▶ _Instruction_: Leave out the pictures; transcribe all else exactly.

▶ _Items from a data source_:
%%

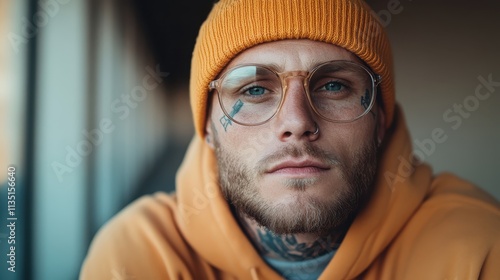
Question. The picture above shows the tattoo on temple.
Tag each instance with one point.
(225, 121)
(365, 100)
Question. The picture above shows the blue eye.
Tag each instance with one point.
(256, 90)
(333, 86)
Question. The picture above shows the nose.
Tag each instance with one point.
(296, 119)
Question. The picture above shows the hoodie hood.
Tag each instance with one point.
(206, 221)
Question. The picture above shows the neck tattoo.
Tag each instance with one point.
(290, 247)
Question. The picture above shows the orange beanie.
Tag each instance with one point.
(235, 25)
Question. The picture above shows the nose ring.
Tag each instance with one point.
(317, 129)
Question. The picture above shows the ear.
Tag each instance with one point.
(380, 125)
(209, 136)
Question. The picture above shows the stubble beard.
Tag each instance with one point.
(308, 214)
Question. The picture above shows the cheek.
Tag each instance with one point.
(347, 139)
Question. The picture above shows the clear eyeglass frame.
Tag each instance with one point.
(216, 85)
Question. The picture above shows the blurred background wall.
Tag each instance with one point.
(94, 109)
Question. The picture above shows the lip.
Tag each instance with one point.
(298, 166)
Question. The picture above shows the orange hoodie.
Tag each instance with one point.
(416, 226)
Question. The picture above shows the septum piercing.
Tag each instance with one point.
(317, 129)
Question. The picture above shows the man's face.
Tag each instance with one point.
(280, 173)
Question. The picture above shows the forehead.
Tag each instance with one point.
(291, 55)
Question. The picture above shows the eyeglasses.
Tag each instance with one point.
(337, 91)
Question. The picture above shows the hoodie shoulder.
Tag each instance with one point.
(454, 233)
(142, 241)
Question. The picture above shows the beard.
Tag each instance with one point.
(307, 214)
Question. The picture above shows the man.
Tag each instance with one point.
(301, 167)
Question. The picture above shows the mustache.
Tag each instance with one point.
(306, 150)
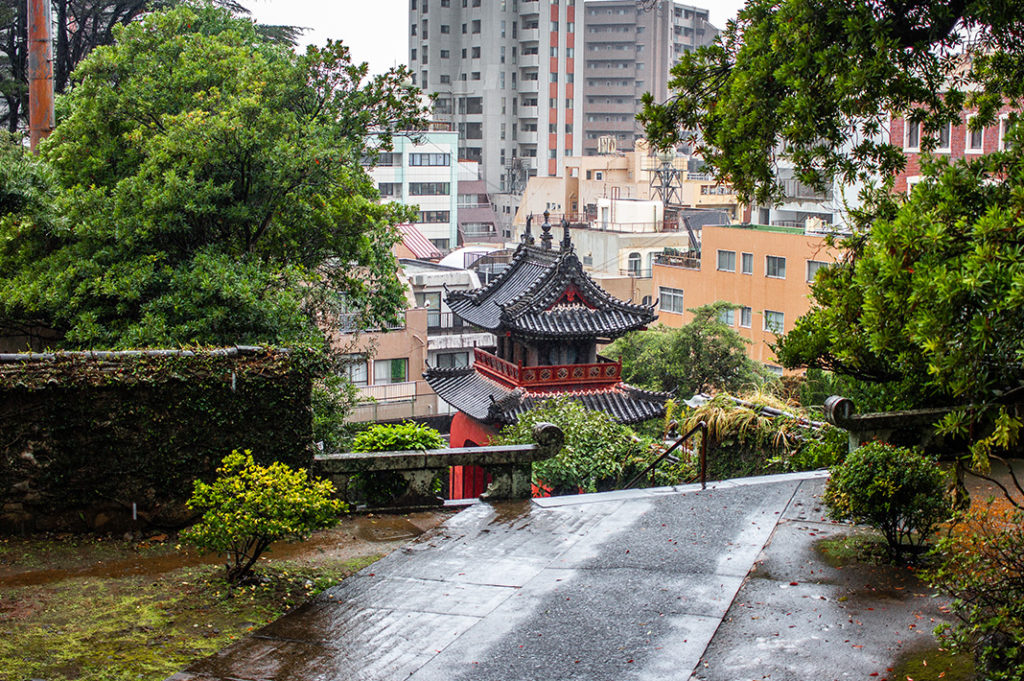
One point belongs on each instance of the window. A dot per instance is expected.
(813, 266)
(774, 322)
(911, 137)
(634, 264)
(747, 263)
(434, 217)
(944, 136)
(975, 138)
(355, 369)
(671, 299)
(429, 159)
(1004, 129)
(429, 188)
(774, 266)
(453, 359)
(432, 301)
(390, 371)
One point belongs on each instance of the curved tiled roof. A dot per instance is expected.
(488, 401)
(527, 298)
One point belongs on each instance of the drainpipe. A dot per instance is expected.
(41, 122)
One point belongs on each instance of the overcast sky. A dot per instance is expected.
(376, 30)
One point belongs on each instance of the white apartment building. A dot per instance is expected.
(423, 171)
(504, 75)
(628, 49)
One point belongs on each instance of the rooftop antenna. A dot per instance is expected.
(41, 121)
(546, 228)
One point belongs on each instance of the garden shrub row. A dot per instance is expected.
(87, 435)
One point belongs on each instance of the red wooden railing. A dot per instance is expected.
(547, 376)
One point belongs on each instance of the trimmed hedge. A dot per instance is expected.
(86, 435)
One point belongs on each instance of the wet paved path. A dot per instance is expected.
(628, 585)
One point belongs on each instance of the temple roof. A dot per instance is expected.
(488, 401)
(545, 293)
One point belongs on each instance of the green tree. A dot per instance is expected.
(814, 82)
(701, 355)
(210, 190)
(598, 454)
(928, 298)
(249, 507)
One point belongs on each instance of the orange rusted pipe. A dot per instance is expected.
(41, 121)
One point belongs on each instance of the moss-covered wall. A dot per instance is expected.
(84, 436)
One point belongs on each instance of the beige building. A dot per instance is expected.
(766, 270)
(576, 192)
(386, 365)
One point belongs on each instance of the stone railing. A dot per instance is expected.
(906, 428)
(510, 467)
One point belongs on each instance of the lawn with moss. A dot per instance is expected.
(84, 625)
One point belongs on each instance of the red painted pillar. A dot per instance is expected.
(468, 481)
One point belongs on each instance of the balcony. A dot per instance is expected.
(527, 137)
(794, 189)
(528, 112)
(529, 60)
(446, 323)
(387, 391)
(547, 376)
(350, 323)
(529, 86)
(687, 261)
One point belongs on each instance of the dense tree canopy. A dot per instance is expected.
(701, 355)
(814, 82)
(207, 188)
(928, 299)
(79, 27)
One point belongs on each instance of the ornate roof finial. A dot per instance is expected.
(546, 228)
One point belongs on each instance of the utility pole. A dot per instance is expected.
(41, 121)
(667, 181)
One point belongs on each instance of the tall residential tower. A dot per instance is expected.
(628, 50)
(504, 74)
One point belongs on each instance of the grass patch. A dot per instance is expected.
(933, 664)
(145, 627)
(852, 549)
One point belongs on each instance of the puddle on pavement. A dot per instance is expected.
(385, 528)
(374, 528)
(508, 513)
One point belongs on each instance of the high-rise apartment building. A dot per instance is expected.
(504, 74)
(628, 49)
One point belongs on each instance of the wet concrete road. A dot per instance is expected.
(630, 585)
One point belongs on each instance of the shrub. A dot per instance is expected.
(823, 449)
(248, 507)
(894, 490)
(378, 488)
(598, 454)
(982, 568)
(398, 437)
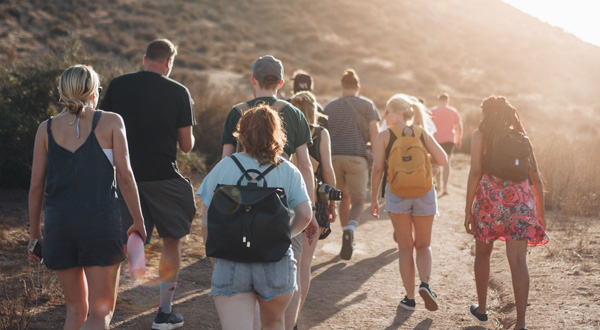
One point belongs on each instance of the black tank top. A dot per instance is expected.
(81, 179)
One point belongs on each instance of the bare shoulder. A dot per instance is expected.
(112, 119)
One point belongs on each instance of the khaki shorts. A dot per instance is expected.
(351, 174)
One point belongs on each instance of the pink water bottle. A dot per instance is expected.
(135, 255)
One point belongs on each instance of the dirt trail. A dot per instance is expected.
(364, 292)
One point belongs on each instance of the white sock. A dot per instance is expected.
(352, 225)
(167, 291)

%%

▶ _Task response_:
Question. The picture above shows the tattoo on temple.
Tag each instance with one point.
(225, 121)
(365, 100)
Question. The picture above shows the blue eye.
Tag each instance with one point.
(256, 90)
(333, 86)
Question. The picture above shows the nose.
Tag each instance with one point.
(296, 119)
Question. The picture above shows the hoodie hood.
Tag each instance with one point.
(206, 221)
Question. The picture above shows the neck tattoo.
Tag each instance with one point.
(290, 247)
Question. The picture above shows the orange beanie.
Tag each instance with one point.
(235, 25)
Question. The picture above shows the nose ring.
Tag each instance with one point.
(317, 129)
Question. The picture above shows the ear.
Tag each instance with one point.
(380, 125)
(209, 136)
Question. The picture above shows the stubble beard.
Tag each instance with one point.
(308, 214)
Question. The picture above shows the cheek.
Tag each instance with one point.
(347, 139)
Question. The picture above shows the clear eyeglass frame.
Tag each instance with one point.
(216, 85)
Question. The picture above shows the blurred background wall.
Tag each instance with one point.
(94, 109)
Question. The picture above shows the lip.
Tag each instance with one point.
(298, 166)
Question. The picture above shows the orange hoodie.
Tag each instance with one point.
(416, 226)
Question. The picture above shows the septum piercing.
Tag each instance with one point.
(317, 129)
Question. The picture above shows the man's face.
Tag each instance with one point.
(280, 173)
Question. The picture above shows the forehead.
Tag each instance with one point.
(291, 55)
Question. The picture above shows the eyeglasses.
Tag each instance with one point.
(337, 91)
Question. The picture above shows the hoodie shoulder.
Tag each instance with one point.
(454, 233)
(142, 241)
Question. The picture above shows the beard.
Tag each instance with one point.
(307, 214)
Question. The picture above shows the man.
Tag each instance with one point.
(301, 167)
Question. The picture above shows the mustache.
Tag each instance with one point.
(306, 150)
One point belongs on each instance of the window. A dot per instance is expected.
(813, 266)
(774, 322)
(911, 137)
(634, 264)
(747, 263)
(434, 217)
(944, 136)
(975, 138)
(355, 369)
(671, 299)
(429, 159)
(1004, 129)
(429, 188)
(774, 266)
(453, 359)
(432, 301)
(390, 371)
One point belongs on each instance of the curved tiled roof. A dot per instance is expected.
(488, 401)
(527, 298)
One point belongs on each instance of the drainpipe. A dot per instance is expected.
(41, 122)
One point belongs on each instance of the overcast sky. A dot per instance is expected.
(376, 30)
One point belongs on each instance of the white apartment building. A dot per instance is expected.
(423, 171)
(504, 75)
(628, 49)
One point belongs on each instance of the rooftop antenna. A dot per instance is expected.
(41, 121)
(546, 228)
One point belongs on each instance of the garden shrub row. A dot per instance is expected.
(87, 435)
One point belongs on each instance of the red wooden railing. A dot per instance is expected.
(547, 376)
One point belongs on each instance of the trimmed hedge. A dot per instance is expected.
(86, 435)
One point belongs on each instance of the wet paved path. A dot per instance is expected.
(628, 585)
One point belongs on each instance of the temple roof. A dot per instance is expected.
(488, 401)
(545, 293)
One point belongs on each instance of the green tree. A dot per instance is expected.
(814, 82)
(701, 355)
(210, 190)
(598, 454)
(928, 298)
(249, 507)
One point belongs on each instance of the orange rusted pipe. A dot per instance is expected.
(41, 121)
One point belongs on each instance of the moss-covered wall. A dot per instance is expected.
(84, 436)
One point belongs on each instance of the beige building. A dot per instance is expected.
(766, 270)
(576, 192)
(386, 365)
One point belongs on each instance of the stone railing. A dot per instance is expected.
(906, 428)
(510, 467)
One point belongs on each instance of the lawn with moss. A dot per instance is expected.
(84, 625)
One point belongs on each instance of the red painted pillar. A dot per instance is expected.
(468, 481)
One point belongs on each instance of the balcony. A dot per instance is expected.
(527, 137)
(794, 189)
(528, 112)
(529, 60)
(446, 323)
(387, 391)
(547, 376)
(350, 323)
(529, 86)
(687, 261)
One point belongs on each instance of the dense tree canopy. A dot per instance is expected.
(701, 355)
(814, 82)
(207, 188)
(928, 299)
(79, 27)
One point belongs on each instance of the ornate roof finial. A dot per instance is expected.
(546, 228)
One point belongs on each instance of the utility pole. A dot per instance is expected.
(41, 121)
(667, 181)
One point belongs on each instance of the tall residential tower. A dot per instance is expected.
(628, 50)
(504, 74)
One point belongs on each instance of the grass patch. A dot per instance is expected.
(933, 664)
(145, 627)
(852, 549)
One point belongs on each instance of the puddle on pavement. A dot per instance is expected.
(385, 528)
(374, 528)
(508, 513)
One point belongs on each instance of the high-rise apartment building. A dot per instance is expected.
(504, 74)
(628, 49)
One point belongs on each instance of the wet concrete road. A dot per instance is expected.
(630, 585)
One point belongs on each instance of the shrub. A dot per instance is expected.
(823, 449)
(248, 507)
(894, 490)
(378, 488)
(598, 454)
(982, 568)
(398, 437)
One point belongs on each instance of the black tank top. A dot per instance is expected.
(81, 179)
One point belongs on each instance of the bare shoulder. A dot per instance is expected.
(112, 119)
One point belongs on each instance of the khaki shorts. A dot per instance is expected.
(351, 174)
One point belongs on each instance of the pink water bottle. A dot per instance is expected.
(135, 255)
One point belongs on each instance of the dirt trail. A dot per instance is expected.
(364, 292)
One point belongs on each instance of the white sock. A dot per instance is expected.
(352, 225)
(167, 291)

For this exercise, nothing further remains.